Referring expression pointing data:

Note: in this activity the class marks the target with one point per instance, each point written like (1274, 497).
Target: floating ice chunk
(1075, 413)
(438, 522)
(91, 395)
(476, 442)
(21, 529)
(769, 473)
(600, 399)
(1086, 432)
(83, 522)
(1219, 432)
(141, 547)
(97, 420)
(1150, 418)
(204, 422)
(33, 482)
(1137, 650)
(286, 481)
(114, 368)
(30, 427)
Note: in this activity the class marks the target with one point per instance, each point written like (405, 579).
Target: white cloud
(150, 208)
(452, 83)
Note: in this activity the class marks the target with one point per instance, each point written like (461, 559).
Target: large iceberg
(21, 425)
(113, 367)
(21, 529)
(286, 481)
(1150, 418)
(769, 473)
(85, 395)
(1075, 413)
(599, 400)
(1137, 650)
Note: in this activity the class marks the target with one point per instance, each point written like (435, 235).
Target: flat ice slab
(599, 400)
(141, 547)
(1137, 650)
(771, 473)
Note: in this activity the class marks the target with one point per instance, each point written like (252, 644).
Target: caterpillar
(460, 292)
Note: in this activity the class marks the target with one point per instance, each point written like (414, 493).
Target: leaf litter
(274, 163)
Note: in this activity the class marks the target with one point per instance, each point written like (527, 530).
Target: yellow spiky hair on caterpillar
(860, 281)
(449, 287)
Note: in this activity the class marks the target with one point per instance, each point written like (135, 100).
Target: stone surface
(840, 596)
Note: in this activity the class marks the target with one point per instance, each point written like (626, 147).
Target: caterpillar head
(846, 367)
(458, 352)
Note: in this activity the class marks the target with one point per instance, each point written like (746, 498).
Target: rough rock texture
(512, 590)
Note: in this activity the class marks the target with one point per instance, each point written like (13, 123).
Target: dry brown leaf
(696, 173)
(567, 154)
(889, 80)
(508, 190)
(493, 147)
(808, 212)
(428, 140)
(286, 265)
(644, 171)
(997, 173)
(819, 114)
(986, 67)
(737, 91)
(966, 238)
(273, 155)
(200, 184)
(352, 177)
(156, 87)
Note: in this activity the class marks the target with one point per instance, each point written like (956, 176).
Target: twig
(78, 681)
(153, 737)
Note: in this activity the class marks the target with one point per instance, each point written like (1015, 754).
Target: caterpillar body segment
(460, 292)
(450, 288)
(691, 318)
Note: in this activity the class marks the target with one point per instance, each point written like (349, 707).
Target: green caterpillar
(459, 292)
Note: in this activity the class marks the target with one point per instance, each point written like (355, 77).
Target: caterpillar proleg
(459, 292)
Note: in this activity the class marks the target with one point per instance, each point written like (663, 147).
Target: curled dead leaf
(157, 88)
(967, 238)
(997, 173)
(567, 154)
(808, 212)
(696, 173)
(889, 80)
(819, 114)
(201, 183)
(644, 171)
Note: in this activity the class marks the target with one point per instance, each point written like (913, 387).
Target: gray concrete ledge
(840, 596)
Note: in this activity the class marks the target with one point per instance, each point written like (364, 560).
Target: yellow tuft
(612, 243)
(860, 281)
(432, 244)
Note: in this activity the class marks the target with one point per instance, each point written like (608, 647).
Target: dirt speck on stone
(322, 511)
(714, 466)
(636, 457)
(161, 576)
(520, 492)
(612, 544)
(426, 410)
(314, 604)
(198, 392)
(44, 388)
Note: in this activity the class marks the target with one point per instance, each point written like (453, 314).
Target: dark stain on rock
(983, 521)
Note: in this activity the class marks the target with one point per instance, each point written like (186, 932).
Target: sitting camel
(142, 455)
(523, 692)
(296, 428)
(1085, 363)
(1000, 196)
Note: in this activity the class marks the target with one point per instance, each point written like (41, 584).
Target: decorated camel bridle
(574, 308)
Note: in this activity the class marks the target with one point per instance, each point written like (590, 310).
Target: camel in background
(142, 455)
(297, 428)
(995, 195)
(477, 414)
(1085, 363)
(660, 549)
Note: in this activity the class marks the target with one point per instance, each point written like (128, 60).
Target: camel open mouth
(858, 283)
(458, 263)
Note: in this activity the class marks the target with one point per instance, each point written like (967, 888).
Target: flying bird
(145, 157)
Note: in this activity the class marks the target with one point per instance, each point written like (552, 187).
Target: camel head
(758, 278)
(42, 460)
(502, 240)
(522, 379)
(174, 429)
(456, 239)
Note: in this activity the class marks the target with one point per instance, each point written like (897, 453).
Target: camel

Directions: Set the entries down again exactly, beginning with their first line and ending with the line that contains "like (461, 559)."; omit all other lines.

Reply to the exercise:
Note: in this activity the class marks the target with one point per instance, each point written like (1274, 497).
Target: floating ice chunk
(1075, 413)
(438, 522)
(91, 395)
(476, 442)
(21, 529)
(769, 473)
(600, 399)
(1086, 432)
(83, 522)
(1219, 432)
(141, 547)
(97, 420)
(1150, 418)
(204, 422)
(33, 482)
(1137, 650)
(286, 481)
(114, 368)
(30, 427)
Note: in this activity the class marks the target with one point per instance, each point written like (405, 579).
Target: white cloud
(150, 208)
(452, 83)
Note: in this activity the class marks the target with one point per instance, each point written like (461, 559).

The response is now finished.